[start of LISTING]

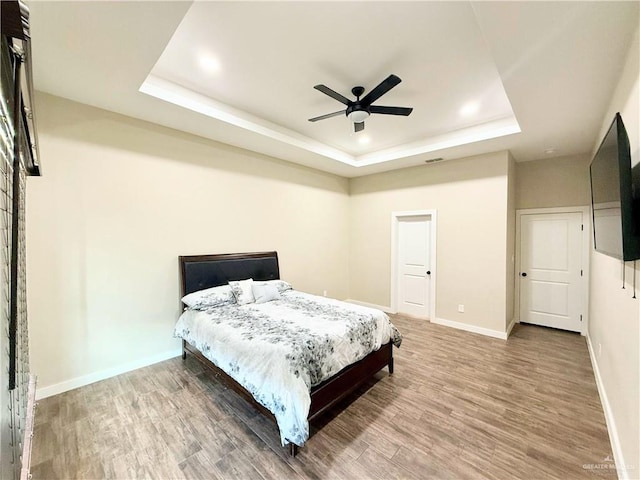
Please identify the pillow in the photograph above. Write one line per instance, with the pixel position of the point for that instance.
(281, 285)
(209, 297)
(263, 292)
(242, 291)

[end of LISTING]
[start of LISTING]

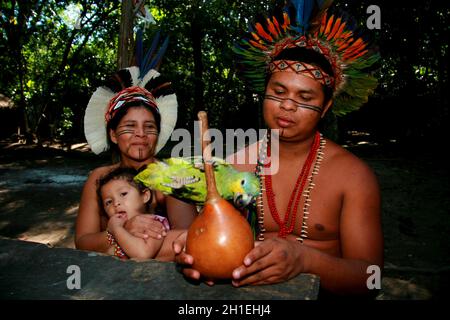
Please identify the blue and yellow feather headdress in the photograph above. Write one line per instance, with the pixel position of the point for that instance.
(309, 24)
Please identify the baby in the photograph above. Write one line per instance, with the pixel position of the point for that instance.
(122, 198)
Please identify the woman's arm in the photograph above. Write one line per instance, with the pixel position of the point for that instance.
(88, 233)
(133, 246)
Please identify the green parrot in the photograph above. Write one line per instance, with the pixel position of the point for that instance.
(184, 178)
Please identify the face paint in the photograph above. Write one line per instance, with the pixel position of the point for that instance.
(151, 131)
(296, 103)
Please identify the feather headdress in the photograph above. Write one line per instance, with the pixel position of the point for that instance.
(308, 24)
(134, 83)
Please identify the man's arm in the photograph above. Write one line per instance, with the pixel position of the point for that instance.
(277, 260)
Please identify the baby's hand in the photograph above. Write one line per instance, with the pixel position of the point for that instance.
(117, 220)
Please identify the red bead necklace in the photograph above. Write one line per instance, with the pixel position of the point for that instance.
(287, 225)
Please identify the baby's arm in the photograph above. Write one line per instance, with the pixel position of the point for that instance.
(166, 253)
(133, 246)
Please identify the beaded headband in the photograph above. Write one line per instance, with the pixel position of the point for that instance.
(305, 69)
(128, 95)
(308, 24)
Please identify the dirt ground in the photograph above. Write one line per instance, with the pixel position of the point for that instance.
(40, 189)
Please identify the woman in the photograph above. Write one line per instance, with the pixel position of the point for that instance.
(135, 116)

[end of LISTING]
[start of LISTING]

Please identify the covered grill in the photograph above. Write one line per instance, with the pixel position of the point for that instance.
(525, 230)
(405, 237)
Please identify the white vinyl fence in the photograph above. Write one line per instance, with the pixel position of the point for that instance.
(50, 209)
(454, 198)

[end of LISTING]

◆ SHORT TASK ◆
Gather every line of the rows above that contains the word "feather", matching case.

◆ REPLY TO THE TASK ◆
Please identify the blue and yellow feather headdress in the photograph above. Write one line per instance, with the pixel position of the point for that instance.
Please identify the feather headdress in the photograph above. Write one line per instance, with the pixel position of the point for that instance.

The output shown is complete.